_DIRECTIONS_: Rename "Request body query" to "Search phrase" in the data below, starting at its first line and ending at the line that contains "xmin=310 ymin=166 xmax=315 ymax=180". Return only those lines, with nothing else altered.

· · · ·

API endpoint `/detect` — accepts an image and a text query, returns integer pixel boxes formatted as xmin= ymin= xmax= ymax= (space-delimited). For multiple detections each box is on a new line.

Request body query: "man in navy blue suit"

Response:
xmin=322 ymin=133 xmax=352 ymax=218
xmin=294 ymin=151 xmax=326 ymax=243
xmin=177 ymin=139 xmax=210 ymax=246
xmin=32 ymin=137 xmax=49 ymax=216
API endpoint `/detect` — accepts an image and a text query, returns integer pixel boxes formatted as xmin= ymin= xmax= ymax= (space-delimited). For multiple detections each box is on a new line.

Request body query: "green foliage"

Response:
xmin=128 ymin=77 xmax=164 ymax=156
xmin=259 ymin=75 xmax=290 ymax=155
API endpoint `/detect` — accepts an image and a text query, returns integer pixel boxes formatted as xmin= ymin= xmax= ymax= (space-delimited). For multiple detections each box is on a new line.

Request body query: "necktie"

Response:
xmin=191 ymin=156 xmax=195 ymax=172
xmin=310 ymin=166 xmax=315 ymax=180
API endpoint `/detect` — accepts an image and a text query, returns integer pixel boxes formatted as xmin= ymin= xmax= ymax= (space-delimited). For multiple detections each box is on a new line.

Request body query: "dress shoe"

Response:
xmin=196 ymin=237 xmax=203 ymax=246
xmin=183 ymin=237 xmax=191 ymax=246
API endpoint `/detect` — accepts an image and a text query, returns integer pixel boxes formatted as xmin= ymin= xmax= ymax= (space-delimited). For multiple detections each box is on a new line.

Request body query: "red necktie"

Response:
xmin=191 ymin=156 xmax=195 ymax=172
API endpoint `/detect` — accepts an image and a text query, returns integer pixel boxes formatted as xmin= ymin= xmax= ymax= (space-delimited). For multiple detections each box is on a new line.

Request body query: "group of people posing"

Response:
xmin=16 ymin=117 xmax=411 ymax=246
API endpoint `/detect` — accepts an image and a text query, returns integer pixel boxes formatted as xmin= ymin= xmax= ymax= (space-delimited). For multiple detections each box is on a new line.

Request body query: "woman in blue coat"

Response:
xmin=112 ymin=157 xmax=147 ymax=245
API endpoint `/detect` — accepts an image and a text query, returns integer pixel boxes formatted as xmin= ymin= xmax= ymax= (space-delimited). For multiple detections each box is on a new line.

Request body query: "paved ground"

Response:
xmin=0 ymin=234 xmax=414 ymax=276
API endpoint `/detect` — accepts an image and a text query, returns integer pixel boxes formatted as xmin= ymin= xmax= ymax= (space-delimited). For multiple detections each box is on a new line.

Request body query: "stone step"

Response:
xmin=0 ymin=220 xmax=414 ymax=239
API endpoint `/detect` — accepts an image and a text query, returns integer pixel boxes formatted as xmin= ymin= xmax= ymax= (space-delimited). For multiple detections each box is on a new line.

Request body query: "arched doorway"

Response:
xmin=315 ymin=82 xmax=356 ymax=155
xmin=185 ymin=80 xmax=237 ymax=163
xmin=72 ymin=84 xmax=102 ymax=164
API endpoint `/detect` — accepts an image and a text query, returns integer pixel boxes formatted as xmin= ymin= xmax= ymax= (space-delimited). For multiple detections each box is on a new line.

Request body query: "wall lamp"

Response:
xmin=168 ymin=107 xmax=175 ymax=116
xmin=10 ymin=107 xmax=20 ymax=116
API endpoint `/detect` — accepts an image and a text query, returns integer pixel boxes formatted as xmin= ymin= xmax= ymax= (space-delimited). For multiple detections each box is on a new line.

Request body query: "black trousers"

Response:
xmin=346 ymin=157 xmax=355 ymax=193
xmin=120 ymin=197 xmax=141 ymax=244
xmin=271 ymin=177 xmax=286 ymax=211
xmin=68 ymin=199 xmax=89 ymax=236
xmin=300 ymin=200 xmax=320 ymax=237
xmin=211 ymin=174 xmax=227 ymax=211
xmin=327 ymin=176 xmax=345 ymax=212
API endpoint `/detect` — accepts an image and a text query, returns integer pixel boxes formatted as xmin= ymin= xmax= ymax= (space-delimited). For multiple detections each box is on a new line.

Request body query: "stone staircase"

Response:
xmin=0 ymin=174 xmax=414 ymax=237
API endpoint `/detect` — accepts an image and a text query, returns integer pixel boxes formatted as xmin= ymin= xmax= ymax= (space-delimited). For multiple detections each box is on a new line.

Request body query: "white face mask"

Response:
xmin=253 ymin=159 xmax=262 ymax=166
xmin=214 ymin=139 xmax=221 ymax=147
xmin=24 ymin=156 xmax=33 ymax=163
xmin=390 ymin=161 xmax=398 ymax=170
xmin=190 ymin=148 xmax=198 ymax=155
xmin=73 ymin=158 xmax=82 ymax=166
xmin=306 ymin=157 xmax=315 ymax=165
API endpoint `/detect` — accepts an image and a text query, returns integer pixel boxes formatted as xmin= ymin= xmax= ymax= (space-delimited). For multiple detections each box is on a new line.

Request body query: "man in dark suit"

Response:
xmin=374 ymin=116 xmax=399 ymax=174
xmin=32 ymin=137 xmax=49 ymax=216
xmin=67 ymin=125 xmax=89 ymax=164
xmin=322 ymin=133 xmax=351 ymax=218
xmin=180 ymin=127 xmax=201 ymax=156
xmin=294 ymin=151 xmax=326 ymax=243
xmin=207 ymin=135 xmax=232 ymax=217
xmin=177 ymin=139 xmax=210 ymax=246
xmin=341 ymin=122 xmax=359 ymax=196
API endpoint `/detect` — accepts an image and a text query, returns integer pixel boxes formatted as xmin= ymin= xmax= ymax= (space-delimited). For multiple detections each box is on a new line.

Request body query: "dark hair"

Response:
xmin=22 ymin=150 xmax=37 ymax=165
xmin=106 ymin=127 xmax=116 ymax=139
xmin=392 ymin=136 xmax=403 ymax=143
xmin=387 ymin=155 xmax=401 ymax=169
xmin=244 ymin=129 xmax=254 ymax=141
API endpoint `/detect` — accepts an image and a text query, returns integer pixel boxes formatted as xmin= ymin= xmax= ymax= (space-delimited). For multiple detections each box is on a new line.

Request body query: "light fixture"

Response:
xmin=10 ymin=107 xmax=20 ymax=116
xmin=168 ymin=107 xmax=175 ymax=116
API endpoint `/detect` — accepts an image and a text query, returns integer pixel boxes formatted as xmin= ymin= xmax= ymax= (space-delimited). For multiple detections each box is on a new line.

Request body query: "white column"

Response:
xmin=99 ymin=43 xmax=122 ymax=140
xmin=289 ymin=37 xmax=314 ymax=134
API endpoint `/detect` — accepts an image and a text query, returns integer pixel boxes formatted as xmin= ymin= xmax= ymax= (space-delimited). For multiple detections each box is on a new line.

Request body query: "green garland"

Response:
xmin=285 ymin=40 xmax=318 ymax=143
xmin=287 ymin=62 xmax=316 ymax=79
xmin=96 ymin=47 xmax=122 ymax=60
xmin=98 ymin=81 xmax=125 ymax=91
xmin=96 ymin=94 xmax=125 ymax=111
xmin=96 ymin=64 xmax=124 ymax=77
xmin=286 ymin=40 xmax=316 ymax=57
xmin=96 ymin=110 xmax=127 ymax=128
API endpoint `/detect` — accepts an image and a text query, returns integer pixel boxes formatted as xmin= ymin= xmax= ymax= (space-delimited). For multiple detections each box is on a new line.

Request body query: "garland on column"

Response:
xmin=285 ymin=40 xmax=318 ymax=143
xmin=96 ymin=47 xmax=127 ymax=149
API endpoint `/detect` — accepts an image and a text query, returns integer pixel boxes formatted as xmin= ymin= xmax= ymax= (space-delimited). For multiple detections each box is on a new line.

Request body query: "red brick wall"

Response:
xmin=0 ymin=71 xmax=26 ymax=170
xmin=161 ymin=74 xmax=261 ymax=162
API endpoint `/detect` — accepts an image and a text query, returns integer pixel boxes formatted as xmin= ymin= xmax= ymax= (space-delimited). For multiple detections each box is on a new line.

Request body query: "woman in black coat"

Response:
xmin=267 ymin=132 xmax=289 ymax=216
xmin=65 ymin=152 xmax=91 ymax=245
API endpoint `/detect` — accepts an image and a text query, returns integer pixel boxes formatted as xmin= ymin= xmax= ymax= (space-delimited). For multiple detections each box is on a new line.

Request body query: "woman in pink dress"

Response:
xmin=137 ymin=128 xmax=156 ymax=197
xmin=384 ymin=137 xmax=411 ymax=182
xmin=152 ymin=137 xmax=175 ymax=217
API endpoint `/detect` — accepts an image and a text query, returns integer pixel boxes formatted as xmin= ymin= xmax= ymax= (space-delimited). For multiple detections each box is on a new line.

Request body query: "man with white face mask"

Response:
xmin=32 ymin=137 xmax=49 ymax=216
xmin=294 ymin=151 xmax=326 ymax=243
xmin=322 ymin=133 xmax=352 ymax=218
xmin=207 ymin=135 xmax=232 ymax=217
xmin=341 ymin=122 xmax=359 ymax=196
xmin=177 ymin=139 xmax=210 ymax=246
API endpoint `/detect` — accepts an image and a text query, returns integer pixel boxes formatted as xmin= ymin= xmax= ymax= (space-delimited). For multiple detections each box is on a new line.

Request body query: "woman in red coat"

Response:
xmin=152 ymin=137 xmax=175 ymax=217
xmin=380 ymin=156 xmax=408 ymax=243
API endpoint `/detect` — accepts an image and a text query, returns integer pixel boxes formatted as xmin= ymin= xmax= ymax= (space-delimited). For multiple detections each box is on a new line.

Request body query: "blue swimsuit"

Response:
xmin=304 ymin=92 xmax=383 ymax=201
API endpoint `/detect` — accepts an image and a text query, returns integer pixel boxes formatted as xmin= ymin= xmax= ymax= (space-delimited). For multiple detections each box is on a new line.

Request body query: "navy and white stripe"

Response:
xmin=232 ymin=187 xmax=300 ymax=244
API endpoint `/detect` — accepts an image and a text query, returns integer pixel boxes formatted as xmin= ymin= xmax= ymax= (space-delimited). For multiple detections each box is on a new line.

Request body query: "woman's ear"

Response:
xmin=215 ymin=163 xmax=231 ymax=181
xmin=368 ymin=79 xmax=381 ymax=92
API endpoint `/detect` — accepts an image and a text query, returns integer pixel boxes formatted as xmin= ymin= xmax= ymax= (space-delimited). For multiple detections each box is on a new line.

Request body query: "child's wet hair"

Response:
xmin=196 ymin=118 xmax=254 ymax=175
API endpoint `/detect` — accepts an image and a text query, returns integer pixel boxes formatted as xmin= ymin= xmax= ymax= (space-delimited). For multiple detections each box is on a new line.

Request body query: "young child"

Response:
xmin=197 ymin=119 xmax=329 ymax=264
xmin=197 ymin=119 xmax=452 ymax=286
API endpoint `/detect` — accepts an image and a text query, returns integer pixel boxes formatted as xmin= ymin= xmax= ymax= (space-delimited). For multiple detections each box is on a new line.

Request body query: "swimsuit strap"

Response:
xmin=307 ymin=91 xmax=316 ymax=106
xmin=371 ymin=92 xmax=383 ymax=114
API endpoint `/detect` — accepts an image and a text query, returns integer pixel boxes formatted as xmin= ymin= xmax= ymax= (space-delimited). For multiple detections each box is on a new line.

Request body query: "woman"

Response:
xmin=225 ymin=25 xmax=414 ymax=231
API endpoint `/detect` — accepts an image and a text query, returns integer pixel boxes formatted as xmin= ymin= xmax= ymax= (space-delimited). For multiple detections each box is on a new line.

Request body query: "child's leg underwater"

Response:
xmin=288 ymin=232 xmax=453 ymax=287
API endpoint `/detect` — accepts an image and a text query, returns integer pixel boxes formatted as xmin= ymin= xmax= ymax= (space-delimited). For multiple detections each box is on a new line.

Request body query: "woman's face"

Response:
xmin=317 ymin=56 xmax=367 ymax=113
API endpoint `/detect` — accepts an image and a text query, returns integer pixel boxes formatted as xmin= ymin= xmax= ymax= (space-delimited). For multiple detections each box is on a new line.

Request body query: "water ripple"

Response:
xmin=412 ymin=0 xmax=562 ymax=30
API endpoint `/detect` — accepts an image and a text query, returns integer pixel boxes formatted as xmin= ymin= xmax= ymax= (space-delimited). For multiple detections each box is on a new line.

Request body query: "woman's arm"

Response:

· · · ·

_FINISHED ANSWER_:
API endpoint `/detect` — accepts an image and a text query, returns integer pixel boxes formatted as xmin= ymin= xmax= ymax= (space-delimited). For multiple detections each box is on a new line.

Search phrase: "man in navy blue suit"

Response:
xmin=322 ymin=133 xmax=352 ymax=218
xmin=294 ymin=151 xmax=326 ymax=243
xmin=177 ymin=139 xmax=210 ymax=246
xmin=32 ymin=137 xmax=49 ymax=216
API endpoint `/detect` — accepts an image and a text query, returns integer pixel boxes formatted as xmin= ymin= xmax= ymax= (space-delimited). For multiple detections each box is on a new line.

Search phrase: "green foliage"

Response:
xmin=128 ymin=77 xmax=164 ymax=156
xmin=259 ymin=75 xmax=290 ymax=155
API endpoint `/detect` — accepts an image and a text query, returns integer pixel boxes formatted as xmin= ymin= xmax= ymax= (space-delimited). For multiple detections each box is on a new line.

Search phrase: "necktie"

Response:
xmin=191 ymin=156 xmax=195 ymax=172
xmin=310 ymin=166 xmax=315 ymax=180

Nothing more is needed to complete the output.